**Texte extrait:**
+===+

Pascal Tornay: «L'Eglise doit apprendre à écouter les pauvres»
Le diacre valaisan Pascal Tornay, responsable du Service diocésain de la Diaconie (SDD), revient sur le rôle qu’a joué le SDD au plus fort de la crise sanitaire, pour venir en aide aux personnes en situation de précarité, en lien avec les associations caritatives sur le terrain. Il voit dans cette crise une opportunité de «déployer» la diaconie et de faire connaître ce jeune service, né il y a seulement trois ans.
Comment fonctionne le SDD, en matière d’aide aux plus démunis?
Pascal Tornay: Le SDD est lui-même pauvre et c’est très bien ainsi! Nous n’avons ni les moyens ni la vocation à entrer en action directement sur le terrain de manière concrète. Notre comité de six membres tente plutôt de créer des synergies et de favoriser des rencontres avec diverses associations selon les besoins exprimés sur le terrain. Le Service vise notamment à créer des liens entre l’Eglise et les associations caritatives agissant dans le diocèse. Nous sommes comme un carrefour où se retrouvent différents acteurs qui souhaitent coopérer. Nous sommes un espace où peuvent naître des réflexions et des actions. Nous essayons de travailler en réseau selon les cinq points d’attention que nos statuts retiennent: précarité et exclusion, migration et asile, addictions, privation de liberté et nomadisme.
Quelles compétences du SDD ont été le plus sollicitées lors de cette crise?
Peu de temps avant le début du semi-confinement, mi-mars, l’Association «Hôtel-Dieu» a déménagé ses locaux dans une nouvelle structure: la Maison de la Diaconie et de la Solidarité, à Sion. En raison de la pandémie, les bénévoles de l’Association Hôtel-Dieu ont distribué une soixantaine de repas chaque jour, contre une quarantaine habituellement. La mise en service de cette Maison de la Diaconie et de la Solidarité est la réalisation majeure de ces trois dernières années. Ce lieu est œcuménique et nous permet de renforcer notre accueil des plus pauvres.
L’aide alimentaire d’urgence et le soutien financier ponctuel ont été les domaines d’action de nos partenaires sur le terrain durant la crise sanitaire : notamment Sierre Partage et Noloco Partage (pour le secteur des paroisses de Nobles et Louables Contrées). L’aide de première urgence s’est faite dans des conditions difficiles en raison des exigences sanitaires. Je suis très soucieux quant à la profonde crise socio-économique qui va durer. Les aides financières se mettent encore en place actuellement. La Fondation valaisanne Pape François, avec laquelle nous collaborons régulièrement, offre des moyens pour répondre à des demandes ciblées. La fondation répond à des demandes d’associations ou d’institutions qui interviennent en faveur des plus défavorisés.
Autant la situation à Genève, ville internationale et riche, a été médiatisée autant ces situations dramatiques semble être passées inaperçues dans le diocèse de Sion.

+===+

[Entrées enregistrées]
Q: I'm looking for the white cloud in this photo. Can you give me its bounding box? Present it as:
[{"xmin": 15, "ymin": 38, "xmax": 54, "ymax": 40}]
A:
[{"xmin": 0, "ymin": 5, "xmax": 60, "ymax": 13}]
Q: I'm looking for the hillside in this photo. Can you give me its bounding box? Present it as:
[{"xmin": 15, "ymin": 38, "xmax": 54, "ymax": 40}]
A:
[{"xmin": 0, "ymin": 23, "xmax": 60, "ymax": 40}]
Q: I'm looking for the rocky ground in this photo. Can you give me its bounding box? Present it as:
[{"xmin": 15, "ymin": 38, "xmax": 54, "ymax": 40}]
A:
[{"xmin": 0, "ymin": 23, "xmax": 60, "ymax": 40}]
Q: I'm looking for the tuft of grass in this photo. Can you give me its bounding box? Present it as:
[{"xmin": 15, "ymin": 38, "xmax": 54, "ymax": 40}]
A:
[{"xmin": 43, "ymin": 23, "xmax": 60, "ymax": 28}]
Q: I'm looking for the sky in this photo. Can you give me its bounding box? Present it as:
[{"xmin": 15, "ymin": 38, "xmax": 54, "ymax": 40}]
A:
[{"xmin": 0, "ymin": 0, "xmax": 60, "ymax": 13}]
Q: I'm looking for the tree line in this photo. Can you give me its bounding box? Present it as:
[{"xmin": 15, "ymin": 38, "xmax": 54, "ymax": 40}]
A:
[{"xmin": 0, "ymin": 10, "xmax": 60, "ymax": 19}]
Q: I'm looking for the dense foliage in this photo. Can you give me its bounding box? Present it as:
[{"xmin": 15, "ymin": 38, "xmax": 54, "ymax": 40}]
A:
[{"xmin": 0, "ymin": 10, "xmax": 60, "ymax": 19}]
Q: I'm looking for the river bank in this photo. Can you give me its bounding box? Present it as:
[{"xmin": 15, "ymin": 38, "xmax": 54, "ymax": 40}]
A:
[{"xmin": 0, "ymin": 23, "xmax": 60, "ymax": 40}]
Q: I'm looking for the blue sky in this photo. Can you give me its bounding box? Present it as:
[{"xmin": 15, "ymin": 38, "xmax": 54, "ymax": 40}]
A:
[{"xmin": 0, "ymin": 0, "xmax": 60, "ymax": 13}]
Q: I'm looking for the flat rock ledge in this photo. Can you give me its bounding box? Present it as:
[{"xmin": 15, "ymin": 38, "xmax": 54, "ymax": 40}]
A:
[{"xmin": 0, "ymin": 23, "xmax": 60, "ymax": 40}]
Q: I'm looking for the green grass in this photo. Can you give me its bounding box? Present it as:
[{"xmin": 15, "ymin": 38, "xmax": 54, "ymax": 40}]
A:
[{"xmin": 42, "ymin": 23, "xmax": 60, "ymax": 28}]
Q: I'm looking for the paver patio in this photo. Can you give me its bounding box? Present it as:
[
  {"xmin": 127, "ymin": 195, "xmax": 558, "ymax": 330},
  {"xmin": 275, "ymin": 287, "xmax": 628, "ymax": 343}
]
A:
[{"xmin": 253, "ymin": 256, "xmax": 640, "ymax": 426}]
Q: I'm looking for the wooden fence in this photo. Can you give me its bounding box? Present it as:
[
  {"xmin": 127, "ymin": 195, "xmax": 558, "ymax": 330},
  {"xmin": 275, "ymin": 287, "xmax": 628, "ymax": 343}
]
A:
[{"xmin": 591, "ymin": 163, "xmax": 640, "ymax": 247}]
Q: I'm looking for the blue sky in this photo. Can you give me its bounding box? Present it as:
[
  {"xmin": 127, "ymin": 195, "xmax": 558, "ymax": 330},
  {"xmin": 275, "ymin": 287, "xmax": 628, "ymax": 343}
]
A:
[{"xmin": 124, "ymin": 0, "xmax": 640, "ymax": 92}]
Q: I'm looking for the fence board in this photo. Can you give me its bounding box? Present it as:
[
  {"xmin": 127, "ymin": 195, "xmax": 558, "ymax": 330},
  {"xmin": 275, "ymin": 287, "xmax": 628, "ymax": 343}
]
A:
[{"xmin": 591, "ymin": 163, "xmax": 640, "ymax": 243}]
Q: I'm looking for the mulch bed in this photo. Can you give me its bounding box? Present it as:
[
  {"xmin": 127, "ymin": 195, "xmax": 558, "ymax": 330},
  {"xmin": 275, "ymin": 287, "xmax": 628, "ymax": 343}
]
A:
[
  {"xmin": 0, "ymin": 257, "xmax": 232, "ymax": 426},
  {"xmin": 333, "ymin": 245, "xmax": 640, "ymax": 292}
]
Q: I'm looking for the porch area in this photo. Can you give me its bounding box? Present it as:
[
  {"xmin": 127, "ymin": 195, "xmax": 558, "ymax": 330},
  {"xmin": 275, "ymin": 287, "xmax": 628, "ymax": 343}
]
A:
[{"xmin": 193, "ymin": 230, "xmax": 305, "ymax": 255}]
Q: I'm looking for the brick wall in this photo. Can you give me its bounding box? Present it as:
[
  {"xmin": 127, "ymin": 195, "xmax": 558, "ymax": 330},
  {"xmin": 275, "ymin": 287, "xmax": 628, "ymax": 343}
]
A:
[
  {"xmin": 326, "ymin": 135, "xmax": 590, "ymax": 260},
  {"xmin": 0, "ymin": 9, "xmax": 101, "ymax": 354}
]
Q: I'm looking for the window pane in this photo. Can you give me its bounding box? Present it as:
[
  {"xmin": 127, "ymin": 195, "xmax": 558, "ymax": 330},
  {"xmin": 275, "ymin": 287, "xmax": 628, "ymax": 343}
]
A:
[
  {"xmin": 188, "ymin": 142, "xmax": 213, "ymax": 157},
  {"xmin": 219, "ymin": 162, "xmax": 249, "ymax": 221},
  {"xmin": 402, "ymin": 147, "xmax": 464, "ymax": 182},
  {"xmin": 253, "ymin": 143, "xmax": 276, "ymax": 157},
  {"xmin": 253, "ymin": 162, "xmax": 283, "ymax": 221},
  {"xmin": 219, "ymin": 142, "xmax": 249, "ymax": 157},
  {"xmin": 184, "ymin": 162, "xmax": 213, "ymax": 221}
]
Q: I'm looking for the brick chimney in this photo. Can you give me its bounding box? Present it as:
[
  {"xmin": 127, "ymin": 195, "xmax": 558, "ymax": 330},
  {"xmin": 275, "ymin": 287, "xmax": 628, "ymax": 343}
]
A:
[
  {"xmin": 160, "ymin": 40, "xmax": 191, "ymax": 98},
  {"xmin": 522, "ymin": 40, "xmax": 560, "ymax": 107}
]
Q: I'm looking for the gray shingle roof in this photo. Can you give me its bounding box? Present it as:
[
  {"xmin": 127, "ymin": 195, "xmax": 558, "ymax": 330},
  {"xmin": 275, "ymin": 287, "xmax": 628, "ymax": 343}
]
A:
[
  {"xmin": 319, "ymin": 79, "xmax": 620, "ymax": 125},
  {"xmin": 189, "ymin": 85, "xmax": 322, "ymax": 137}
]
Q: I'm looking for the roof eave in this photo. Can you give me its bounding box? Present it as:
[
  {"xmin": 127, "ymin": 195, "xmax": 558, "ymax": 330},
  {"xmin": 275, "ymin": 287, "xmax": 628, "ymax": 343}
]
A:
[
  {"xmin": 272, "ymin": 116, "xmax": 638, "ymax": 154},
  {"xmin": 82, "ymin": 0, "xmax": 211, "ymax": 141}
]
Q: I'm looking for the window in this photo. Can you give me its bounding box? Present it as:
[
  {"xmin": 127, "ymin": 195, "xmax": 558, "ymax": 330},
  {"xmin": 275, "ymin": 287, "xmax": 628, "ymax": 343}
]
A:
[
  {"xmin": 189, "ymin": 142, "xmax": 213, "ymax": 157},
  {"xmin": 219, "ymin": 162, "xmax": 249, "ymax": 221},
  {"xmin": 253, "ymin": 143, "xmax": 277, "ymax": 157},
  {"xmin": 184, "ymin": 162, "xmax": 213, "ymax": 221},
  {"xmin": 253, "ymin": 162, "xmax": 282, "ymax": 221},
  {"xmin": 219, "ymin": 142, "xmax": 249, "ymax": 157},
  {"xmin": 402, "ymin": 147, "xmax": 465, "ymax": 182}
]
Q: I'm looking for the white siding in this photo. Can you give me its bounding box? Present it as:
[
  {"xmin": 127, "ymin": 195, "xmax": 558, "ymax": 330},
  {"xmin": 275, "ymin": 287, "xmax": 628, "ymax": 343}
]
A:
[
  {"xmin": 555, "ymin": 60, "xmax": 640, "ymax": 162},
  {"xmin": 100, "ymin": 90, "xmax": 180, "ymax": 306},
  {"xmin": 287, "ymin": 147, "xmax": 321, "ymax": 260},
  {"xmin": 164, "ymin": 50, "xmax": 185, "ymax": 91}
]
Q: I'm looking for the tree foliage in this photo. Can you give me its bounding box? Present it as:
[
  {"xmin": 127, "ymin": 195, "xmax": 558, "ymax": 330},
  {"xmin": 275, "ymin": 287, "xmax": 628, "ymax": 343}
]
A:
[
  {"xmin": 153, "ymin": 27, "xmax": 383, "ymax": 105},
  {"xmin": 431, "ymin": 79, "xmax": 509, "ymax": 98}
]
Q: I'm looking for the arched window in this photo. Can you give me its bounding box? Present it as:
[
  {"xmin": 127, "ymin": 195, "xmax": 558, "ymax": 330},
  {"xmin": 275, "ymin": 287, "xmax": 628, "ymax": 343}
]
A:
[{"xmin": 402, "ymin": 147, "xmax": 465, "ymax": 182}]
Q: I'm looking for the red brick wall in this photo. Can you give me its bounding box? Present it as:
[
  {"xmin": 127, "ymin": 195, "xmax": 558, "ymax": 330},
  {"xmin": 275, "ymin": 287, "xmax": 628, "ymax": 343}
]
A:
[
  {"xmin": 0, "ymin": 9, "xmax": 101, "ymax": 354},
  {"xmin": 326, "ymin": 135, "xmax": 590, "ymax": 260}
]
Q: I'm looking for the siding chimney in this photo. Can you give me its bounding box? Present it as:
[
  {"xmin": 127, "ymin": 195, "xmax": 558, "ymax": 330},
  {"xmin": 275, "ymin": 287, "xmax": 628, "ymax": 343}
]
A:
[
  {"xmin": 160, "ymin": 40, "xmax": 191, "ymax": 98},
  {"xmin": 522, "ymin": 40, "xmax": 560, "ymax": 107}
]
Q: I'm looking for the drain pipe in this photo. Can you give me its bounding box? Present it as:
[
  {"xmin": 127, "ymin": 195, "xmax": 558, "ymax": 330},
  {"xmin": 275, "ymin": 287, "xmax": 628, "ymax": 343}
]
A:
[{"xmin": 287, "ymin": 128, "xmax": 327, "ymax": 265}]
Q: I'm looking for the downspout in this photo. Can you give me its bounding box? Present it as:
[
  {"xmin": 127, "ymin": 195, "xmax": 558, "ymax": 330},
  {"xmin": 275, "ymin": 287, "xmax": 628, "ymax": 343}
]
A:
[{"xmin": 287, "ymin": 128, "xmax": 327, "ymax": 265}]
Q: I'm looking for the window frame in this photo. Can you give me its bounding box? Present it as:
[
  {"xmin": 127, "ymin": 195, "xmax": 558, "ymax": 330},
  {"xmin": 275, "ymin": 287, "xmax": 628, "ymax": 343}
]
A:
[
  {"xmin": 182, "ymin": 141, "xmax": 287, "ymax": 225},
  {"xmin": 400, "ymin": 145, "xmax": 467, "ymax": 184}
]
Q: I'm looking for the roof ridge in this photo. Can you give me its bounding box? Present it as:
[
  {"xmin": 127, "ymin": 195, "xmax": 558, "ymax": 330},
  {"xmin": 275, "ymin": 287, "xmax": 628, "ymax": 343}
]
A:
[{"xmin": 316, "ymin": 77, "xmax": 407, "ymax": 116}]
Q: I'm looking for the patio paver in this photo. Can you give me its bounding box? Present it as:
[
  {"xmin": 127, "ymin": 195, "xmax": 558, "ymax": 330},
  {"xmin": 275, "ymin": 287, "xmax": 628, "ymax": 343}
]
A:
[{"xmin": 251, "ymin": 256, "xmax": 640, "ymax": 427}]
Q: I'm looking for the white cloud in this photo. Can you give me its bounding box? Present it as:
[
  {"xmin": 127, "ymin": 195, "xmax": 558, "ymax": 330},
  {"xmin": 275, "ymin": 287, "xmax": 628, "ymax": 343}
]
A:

+===+

**Exploiter les informations:**
- 1) D'après l'entretien avec Pascal Tornay, combien de repas les bénévoles de l'Association Hôtel-Dieu ont-ils distribués chaque jour pendant la pandémie ?
- 2) Écrivez la suite de l'entretien avec Pascal Tornay sur la diaconie, à partir de l'endroit où il s'arrête.

**Liste des réponses:**
- 1) Une soixantaine par jour, contre une quarantaine habituellement.

- 2)
A l’occasion d’une modeste distribution de nourriture que j’ai organisée à Martigny, j’ai vu à quel point il est difficile pour certaines personnes de se résoudre à demander de l’aide. Devoir demander, c’est avouer qu’on est dépendant et ce n’est jamais facile. En fait, nous sommes tous interdépendants. Personnellement, je n’ai pas eu de diminution de revenu et j’ai été un béni entre les bénis. C’est très paradoxal de ne pas subir la crise et d’avoir ce contact étroit avec des personnes qui la subissent de plein fouet. Je me suis souvent demandé comment me tenir devant ces gens alors que j’avais vécu cette période assez paisiblement.
«J’ai vu à quel point il est difficile pour certaines personnes de se résoudre à demander de l’aide.»
Vous travaillez dans l’ombre. Pourquoi ne pas vous faire mieux connaître, lancer une campagne de dons, comme par exemple Caritas ou Action de Carême, alors que vous faites beaucoup?
Ce que vous dites me plaît! Ce serait la preuve que nous sommes capables de mobiliser les nombreuses structures qui existent déjà au lieu de vouloir toujours être à l’origine des initiatives. Cela correspond à l’humilité et la discrétion du travail en diaconie.
Avec à peine trois ans d’existence, nous sommes en plein développement. Nous avons mis sur pied un réseau d’acteurs en milieu carcéral. Nous mettons actuellement sur pied un pôle «santé» (accès à des conseils et à des consultations médicales de base) et «juridique» (assistance légale pour les requérants d’asile notamment). Pour prendre une image, nous sommes sur un bateau qui tangue! Actuellement, nous travaillons beaucoup à créer du lien et à tisser un réseau avec nos délégués dans les Secteurs mais aussi avec des associations caritatives qu’elles soient ecclésiales ou non.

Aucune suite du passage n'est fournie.